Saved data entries
┄┄┄┄┄┄┄┄┄┄

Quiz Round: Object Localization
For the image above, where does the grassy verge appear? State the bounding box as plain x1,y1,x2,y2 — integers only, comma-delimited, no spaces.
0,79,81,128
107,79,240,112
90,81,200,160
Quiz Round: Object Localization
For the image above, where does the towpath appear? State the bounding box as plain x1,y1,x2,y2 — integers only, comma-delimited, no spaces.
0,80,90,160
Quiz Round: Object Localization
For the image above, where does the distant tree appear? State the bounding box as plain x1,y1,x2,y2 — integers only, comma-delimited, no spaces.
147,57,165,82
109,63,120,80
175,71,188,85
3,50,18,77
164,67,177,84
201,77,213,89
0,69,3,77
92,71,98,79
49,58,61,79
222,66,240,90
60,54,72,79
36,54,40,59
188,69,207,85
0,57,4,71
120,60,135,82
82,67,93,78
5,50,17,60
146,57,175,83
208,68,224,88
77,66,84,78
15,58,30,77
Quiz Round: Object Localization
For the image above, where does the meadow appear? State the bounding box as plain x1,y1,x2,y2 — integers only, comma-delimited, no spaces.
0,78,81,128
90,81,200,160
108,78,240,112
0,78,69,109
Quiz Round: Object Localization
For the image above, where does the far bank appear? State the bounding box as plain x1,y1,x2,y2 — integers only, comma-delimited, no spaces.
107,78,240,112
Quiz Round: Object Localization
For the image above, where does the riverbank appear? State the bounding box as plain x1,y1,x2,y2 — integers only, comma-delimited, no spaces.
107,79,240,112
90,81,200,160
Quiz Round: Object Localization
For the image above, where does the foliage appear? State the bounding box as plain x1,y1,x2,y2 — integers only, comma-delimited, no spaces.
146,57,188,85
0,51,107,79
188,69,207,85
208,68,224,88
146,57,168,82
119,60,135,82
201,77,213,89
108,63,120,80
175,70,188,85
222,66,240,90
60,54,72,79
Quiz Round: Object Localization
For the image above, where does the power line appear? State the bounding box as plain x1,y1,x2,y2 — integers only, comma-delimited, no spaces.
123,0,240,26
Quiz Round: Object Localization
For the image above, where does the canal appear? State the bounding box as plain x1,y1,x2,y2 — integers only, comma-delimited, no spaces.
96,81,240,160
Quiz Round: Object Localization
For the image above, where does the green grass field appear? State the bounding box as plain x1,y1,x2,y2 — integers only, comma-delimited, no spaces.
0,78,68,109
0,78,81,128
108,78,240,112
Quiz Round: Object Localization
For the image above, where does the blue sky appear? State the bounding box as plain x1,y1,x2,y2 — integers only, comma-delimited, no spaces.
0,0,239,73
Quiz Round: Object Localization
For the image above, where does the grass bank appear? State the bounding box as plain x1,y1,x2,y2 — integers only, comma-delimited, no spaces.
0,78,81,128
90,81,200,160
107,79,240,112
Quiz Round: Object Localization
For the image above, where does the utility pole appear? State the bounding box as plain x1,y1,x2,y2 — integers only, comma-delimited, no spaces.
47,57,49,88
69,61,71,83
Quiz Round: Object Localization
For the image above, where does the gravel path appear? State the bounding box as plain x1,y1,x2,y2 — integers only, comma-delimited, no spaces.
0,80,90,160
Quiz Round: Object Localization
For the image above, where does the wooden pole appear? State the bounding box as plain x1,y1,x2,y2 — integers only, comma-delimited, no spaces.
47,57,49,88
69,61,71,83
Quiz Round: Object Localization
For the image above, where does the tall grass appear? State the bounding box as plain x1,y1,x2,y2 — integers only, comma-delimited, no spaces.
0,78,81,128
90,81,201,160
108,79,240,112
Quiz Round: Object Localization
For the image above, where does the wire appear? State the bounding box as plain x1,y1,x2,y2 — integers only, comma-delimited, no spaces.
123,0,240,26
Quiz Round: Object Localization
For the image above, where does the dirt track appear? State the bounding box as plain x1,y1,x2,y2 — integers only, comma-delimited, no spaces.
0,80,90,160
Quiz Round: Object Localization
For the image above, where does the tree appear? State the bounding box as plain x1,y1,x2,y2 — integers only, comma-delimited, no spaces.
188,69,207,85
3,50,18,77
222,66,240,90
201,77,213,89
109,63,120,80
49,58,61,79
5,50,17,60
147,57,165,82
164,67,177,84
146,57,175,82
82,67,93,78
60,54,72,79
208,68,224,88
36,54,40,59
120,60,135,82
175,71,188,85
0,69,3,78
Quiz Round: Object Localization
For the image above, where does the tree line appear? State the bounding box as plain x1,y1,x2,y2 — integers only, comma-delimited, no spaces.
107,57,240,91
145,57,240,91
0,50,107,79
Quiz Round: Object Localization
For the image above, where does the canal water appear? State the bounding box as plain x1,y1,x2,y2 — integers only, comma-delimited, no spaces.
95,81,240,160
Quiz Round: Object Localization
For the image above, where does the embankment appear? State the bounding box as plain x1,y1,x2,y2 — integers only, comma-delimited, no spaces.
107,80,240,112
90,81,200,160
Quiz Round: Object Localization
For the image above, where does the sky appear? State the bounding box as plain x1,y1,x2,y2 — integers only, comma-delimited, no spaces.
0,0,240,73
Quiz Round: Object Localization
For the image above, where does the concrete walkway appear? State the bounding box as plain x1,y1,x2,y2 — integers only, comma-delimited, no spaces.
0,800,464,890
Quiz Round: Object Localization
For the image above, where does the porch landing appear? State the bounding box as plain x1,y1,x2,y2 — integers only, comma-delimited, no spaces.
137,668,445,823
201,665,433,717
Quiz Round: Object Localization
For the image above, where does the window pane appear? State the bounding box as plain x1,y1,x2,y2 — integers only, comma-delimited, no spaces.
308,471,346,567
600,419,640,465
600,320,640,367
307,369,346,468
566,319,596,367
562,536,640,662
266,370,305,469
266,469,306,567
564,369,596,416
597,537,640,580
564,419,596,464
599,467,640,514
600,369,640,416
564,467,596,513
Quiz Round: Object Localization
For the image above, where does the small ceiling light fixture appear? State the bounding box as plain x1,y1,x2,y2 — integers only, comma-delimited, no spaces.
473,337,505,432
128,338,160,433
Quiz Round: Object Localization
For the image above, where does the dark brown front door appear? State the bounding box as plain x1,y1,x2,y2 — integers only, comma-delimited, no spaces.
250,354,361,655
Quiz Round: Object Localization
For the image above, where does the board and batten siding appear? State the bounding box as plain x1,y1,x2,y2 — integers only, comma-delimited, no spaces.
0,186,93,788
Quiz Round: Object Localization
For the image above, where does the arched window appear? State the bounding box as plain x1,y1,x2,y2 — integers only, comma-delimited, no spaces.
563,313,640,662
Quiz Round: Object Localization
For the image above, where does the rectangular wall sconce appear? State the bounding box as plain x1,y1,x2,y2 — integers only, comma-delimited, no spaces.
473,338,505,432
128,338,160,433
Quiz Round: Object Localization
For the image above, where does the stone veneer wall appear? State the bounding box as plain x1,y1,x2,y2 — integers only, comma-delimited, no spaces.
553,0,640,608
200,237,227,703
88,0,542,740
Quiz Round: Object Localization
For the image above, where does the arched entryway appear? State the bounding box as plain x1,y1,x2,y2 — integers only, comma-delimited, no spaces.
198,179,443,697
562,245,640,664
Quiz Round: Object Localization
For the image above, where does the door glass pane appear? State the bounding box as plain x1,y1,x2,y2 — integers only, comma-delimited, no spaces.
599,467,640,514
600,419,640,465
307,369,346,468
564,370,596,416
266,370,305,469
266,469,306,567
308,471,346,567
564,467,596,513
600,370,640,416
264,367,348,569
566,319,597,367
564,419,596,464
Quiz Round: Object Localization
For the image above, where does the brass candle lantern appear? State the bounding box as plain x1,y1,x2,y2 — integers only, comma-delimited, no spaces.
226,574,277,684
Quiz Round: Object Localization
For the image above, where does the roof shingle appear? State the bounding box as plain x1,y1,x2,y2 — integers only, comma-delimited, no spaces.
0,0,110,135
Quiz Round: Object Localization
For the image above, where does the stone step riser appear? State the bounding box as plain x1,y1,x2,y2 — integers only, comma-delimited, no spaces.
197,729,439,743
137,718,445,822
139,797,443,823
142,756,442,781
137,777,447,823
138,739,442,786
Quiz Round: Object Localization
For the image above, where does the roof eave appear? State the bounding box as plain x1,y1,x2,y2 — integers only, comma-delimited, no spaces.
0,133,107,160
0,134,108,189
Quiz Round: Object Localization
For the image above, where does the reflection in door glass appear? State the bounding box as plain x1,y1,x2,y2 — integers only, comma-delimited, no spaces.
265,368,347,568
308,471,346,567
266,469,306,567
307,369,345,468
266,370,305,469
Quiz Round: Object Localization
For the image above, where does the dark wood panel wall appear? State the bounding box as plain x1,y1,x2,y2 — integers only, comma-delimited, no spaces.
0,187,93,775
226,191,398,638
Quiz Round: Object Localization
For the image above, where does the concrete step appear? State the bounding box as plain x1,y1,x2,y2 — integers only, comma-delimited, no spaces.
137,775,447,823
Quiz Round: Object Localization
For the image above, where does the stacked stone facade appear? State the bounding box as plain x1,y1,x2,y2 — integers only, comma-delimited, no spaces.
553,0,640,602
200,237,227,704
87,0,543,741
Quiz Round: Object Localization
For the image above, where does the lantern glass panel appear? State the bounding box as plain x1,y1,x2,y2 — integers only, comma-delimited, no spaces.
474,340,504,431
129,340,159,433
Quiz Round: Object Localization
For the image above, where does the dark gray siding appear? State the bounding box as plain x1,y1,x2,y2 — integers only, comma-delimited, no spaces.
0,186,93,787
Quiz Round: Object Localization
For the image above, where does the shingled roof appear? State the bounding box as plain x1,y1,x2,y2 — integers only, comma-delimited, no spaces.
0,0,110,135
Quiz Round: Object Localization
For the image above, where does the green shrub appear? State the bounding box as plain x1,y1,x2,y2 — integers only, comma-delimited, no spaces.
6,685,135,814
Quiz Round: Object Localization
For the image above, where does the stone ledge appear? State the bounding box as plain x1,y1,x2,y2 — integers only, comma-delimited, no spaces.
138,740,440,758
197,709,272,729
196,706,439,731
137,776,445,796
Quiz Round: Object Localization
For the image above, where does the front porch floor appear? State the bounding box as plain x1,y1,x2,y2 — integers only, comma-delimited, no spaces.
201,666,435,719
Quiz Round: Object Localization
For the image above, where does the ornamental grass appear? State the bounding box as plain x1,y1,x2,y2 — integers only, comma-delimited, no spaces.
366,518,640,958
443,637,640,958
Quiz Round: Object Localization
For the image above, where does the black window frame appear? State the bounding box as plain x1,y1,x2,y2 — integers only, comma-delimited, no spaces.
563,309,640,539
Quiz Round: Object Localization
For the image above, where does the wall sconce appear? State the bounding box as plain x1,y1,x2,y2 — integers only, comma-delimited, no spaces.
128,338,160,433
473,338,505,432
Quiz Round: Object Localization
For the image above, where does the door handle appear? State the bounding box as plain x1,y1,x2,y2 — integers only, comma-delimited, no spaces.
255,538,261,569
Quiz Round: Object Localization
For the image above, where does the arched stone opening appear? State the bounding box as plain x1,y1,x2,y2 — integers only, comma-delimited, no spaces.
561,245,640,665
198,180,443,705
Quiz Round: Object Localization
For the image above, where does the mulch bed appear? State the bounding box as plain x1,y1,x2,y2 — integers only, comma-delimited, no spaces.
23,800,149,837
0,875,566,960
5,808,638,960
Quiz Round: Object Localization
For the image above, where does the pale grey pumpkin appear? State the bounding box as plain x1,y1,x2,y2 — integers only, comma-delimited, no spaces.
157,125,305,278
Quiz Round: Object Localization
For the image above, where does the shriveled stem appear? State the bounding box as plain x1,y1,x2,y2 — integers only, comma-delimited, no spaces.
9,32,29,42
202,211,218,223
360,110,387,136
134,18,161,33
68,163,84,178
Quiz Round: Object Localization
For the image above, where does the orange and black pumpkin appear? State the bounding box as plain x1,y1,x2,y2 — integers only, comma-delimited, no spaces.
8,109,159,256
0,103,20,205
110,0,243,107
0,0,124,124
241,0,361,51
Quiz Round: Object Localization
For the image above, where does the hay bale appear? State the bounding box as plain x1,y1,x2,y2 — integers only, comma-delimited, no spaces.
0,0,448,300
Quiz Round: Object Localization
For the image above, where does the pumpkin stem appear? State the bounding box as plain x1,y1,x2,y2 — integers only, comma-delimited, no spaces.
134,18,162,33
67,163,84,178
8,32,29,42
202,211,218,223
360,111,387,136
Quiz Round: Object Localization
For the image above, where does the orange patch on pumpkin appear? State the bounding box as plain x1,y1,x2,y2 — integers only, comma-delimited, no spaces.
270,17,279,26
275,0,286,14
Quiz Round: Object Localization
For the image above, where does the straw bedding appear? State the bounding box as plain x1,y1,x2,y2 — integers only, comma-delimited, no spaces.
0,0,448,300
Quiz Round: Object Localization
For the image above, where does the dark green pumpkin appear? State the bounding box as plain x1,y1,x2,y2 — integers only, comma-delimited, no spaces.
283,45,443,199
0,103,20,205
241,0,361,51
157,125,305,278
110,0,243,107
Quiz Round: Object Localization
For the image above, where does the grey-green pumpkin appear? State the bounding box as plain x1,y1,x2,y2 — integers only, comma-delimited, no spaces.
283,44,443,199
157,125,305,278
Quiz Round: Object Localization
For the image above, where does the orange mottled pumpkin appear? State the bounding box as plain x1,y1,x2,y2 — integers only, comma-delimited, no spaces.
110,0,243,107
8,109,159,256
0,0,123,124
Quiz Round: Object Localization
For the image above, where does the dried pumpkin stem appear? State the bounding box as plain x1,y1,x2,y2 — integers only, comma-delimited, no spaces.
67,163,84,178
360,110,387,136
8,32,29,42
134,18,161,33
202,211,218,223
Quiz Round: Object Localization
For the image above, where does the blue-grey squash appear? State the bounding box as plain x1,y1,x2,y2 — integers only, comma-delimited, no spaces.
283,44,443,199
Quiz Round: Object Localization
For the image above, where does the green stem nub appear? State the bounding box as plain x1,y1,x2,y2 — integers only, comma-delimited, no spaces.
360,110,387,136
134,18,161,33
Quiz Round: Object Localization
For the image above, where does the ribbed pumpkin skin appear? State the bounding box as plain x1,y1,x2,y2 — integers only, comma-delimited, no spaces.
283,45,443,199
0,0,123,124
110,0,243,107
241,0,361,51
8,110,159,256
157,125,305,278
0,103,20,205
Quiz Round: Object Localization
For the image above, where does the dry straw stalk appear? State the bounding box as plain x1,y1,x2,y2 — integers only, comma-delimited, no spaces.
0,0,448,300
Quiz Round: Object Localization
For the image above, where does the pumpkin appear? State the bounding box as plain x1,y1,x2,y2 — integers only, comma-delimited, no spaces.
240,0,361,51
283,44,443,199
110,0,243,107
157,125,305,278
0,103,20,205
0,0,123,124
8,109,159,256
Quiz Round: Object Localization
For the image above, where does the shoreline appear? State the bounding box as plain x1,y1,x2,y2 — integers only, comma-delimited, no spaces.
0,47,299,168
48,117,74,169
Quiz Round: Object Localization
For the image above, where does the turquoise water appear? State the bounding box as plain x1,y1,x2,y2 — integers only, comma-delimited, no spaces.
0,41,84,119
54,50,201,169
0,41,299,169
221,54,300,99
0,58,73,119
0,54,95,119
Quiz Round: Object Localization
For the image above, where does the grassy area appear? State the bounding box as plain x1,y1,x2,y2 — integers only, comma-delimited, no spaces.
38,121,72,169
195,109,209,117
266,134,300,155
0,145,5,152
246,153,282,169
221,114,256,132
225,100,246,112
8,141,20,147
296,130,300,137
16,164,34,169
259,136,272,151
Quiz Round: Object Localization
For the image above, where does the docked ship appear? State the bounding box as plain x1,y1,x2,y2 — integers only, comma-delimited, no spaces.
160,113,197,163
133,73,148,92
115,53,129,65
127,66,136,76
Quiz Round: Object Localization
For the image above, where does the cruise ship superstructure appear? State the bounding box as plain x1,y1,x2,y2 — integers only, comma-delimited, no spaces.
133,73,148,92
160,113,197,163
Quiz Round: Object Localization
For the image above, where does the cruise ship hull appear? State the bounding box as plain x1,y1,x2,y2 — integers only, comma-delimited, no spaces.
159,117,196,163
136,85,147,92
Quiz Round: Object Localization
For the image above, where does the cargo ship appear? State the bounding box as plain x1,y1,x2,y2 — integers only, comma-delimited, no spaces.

┄┄┄┄┄┄┄┄┄┄

*EXERCISE GOAL*. Please return only the lines from the one that contains "For the image above, where does the cruise ship superstructure" through the final line of the entries, each exactly as written.

*THE COMPLETED TASK*.
For the image above, where does the cruise ship superstructure appear? State the bounding box as plain x1,y1,x2,y2 — integers only, comma-delimited, no spaces.
133,73,148,92
160,113,197,163
Quiz Round: Object Localization
For the image above, where does the cruise ship hull appear? State the bounding box as plain x1,y1,x2,y2 — integers only, comma-delimited, no spaces.
159,117,196,163
136,85,147,92
Quiz Round: Object Localization
For the image above, where does the cargo ship appear? State the bounding box as plain x1,y1,x2,y2 — integers only, comma-delimited, no spaces.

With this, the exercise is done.